Please format every line of the listing below as a numbered list, leaving out any blank lines.

Records —
______

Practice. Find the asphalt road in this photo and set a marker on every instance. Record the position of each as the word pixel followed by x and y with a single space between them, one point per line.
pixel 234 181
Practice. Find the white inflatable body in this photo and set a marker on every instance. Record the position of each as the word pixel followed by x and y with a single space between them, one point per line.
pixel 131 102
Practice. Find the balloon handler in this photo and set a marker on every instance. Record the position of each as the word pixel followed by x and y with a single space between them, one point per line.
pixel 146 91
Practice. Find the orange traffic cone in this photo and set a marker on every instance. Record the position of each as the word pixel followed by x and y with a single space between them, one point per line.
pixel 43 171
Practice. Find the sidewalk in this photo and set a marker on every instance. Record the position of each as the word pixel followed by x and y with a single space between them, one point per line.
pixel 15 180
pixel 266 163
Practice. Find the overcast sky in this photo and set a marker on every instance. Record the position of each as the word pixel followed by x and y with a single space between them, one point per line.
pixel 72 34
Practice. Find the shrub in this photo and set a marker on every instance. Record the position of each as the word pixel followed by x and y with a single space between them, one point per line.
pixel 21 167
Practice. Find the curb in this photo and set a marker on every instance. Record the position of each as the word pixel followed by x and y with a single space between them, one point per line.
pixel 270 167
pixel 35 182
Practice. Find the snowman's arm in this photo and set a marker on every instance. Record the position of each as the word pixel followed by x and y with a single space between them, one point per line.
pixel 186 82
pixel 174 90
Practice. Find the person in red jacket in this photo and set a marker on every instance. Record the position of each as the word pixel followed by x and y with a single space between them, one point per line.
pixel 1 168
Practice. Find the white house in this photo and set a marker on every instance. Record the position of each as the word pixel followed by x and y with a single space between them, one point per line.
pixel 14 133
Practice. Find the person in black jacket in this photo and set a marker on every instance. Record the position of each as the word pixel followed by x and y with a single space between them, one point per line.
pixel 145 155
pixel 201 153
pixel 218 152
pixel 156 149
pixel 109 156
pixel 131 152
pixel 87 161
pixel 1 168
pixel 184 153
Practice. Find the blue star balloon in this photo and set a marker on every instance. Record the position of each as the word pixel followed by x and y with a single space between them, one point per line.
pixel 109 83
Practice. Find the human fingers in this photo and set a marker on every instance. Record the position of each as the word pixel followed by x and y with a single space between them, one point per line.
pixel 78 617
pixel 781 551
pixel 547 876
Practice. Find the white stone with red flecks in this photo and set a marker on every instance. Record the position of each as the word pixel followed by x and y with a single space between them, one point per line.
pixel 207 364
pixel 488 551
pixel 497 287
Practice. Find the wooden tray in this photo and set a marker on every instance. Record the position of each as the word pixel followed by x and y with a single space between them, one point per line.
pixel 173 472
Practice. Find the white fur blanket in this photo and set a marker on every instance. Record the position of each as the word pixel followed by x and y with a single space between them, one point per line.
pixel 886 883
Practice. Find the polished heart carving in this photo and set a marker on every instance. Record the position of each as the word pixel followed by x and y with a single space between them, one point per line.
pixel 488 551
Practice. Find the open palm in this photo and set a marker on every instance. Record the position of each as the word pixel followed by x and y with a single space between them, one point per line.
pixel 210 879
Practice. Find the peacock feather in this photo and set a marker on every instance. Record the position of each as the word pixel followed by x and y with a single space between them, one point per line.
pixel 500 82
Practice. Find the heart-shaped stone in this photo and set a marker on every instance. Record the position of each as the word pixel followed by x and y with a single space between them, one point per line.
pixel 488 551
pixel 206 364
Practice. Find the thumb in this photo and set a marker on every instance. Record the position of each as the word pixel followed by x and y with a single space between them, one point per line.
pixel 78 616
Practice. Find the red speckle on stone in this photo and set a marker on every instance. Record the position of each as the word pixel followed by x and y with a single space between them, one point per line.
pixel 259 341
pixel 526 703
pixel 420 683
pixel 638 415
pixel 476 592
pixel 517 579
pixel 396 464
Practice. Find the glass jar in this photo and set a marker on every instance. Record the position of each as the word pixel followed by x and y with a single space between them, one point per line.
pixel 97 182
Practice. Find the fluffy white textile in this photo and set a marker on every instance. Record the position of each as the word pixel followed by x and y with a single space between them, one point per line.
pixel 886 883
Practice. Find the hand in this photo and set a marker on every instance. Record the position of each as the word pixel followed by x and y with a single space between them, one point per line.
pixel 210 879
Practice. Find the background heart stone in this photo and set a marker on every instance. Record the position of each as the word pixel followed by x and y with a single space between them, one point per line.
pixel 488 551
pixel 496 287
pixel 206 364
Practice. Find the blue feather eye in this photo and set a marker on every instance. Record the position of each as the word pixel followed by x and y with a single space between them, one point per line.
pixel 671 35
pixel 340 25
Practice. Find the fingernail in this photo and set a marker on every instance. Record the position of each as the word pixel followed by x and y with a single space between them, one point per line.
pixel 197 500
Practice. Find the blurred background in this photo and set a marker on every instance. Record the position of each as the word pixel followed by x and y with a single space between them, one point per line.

______

Finished answer —
1. Practice. Find the asphalt road in this photo and set a marker on every instance. Record the position of each as the word pixel followed by x and y with a single space between them, one point per line.
2. pixel 234 181
3. Practice. Find the white inflatable body in this photo and set a marker on every instance. Record the position of each as the word pixel followed by x and y with a single space between them, one point per line.
4. pixel 131 102
5. Practice. Find the balloon handler in this photo and set a marker on every instance. Record the position of each as the word pixel followed by x and y with a single space between them, one point per line.
6. pixel 146 91
7. Practice. Find the orange traffic cone in this photo and set a marker on every instance. Record the position of each as the word pixel followed by x and y with a single space between them, one point per line.
8. pixel 43 171
9. Practice. Find the sidewalk in this photo and set a marker on every instance. Record the position of each as the word pixel followed by x and y with a single space between them, one point per line.
10. pixel 15 180
11. pixel 266 163
12. Practice. Find the overcast sky in this photo and set a marker on every instance. Record the position of each as the word pixel followed by x and y with a single space between them, one point per line.
13. pixel 72 34
14. Practice. Find the shrub in this photo and set a marker on every instance. Record the position of each as the word pixel followed by x and y with a single space between them, one point per line.
15. pixel 21 167
16. Practice. Find the curb in this photo and set a marker on every instance. Record the position of each as the word pixel followed by x and y with a single space between them, one point per line.
17. pixel 270 167
18. pixel 35 182
19. Practice. Find the snowman's arm in this photo and set a marker on every instance. Record the position of each as the word pixel followed by x and y with a single space between them, one point per line.
20. pixel 186 82
21. pixel 174 90
22. Practice. Find the person in red jacket in this photo and set a marker on every instance. Record the position of each as the word pixel followed by x and y with a single space between them, one point per line.
23. pixel 1 168
24. Practice. Find the white house in this photo and set a marker on every instance. Record the position of each as the word pixel followed by x and y with a single space between them, one point per line.
25. pixel 14 133
26. Practice. Find the person in black jacket in this photo and set a marker on every instance. Record the position of each as the word pixel followed by x and y with a single space between them, one point per line.
27. pixel 145 155
28. pixel 201 153
29. pixel 218 152
30. pixel 156 149
31. pixel 109 156
32. pixel 131 152
33. pixel 87 161
34. pixel 1 168
35. pixel 184 153
36. Practice. Find the blue star balloon in this photo and set a marker on every instance. Record the position of each as the word pixel followed by x and y with a single space between them, one point per line.
37. pixel 109 83
38. Practice. Find the human fingers in this photo and set a marker on every instance. Record the position of each as the word pixel followed by x and y with a single space between them, one point per line.
39. pixel 78 617
40. pixel 781 551
41. pixel 547 876
42. Practice. Find the white stone with red flecks in this photo and set a marker on every instance. Record the position of each as the word pixel followed by x and y with a single space between them, one point per line.
43. pixel 207 364
44. pixel 488 551
45. pixel 497 287
46. Practice. Find the wooden tray in this photo and set a marker on every instance. Record the position of each as the word pixel followed by x and y with a single space between them, one point per line.
47. pixel 173 472
48. Practice. Find the white fur blanket in this photo and set a marker on every instance. Record the position of each as the word pixel followed by x and y with a single space between them, one point per line.
49. pixel 886 883
50. Practice. Find the polished heart carving in this photo and set a marker on every instance. Record the position of each as the word pixel followed by x and y with a single space between them, one point per line.
51. pixel 488 551
52. Practice. Find the open palm in this photo and set a marker on every instance. Record the position of each as the word pixel followed by x and y with a single space between them, one point per line.
53. pixel 210 879
54. Practice. Find the peacock feather in this photo and set a marker on every instance. Record the position of each as the word pixel followed by x and y with a single space between them, one point per line.
55. pixel 500 82
56. Practice. Find the heart-shaped stone in this photo and set a marker on every instance. Record the position of each as the word pixel followed by x and y with a single space between them, one point per line.
57. pixel 488 551
58. pixel 206 364
59. Practice. Find the thumb in this photo and set a marker on every instance. Record the position of each as the word pixel followed by x and y with a single space between them, one point per line.
60. pixel 78 616
61. Practice. Find the red speckle on stone in this photo and set a marker on every instance. Record the position of each as the word pixel followed by x and y with a single space between them, one point per line.
62. pixel 259 341
63. pixel 526 703
64. pixel 420 683
65. pixel 638 415
66. pixel 476 592
67. pixel 517 579
68. pixel 396 464
69. Practice. Find the glass jar in this photo and set a marker on every instance. Record the position of each as the word pixel followed by x and y with a single space between them, one point per line.
70. pixel 97 182
71. Practice. Find the fluffy white textile in this photo and set a marker on every instance. Record the position of each as the word pixel followed by x and y with a single space between them, one point per line.
72. pixel 886 883
73. Practice. Find the hand in this photo and set a marker on every instance. Record the position of each as the word pixel followed by x and y with a single space between them, one point per line.
74. pixel 210 879
75. Practice. Find the background heart stone in this photo and set a marker on every instance. Record the position of each as the word pixel followed by x and y with a single space between them, one point per line.
76. pixel 488 551
77. pixel 496 287
78. pixel 206 364
79. Practice. Find the blue feather eye in this photo and set a marker on every instance. Record the position of each as the word pixel followed by x and y with a single space between them, one point per line.
80. pixel 671 35
81. pixel 340 25
82. Practice. Find the fingernail in this photo and set a marker on every instance. Record the position of each as the word pixel followed by x and y with a single space between them, one point per line.
83. pixel 197 500
84. Practice. Find the blurred background in this photo and set a marker on every instance. Record the position of each as the word pixel followed by x and y with a single space between them, one point per line.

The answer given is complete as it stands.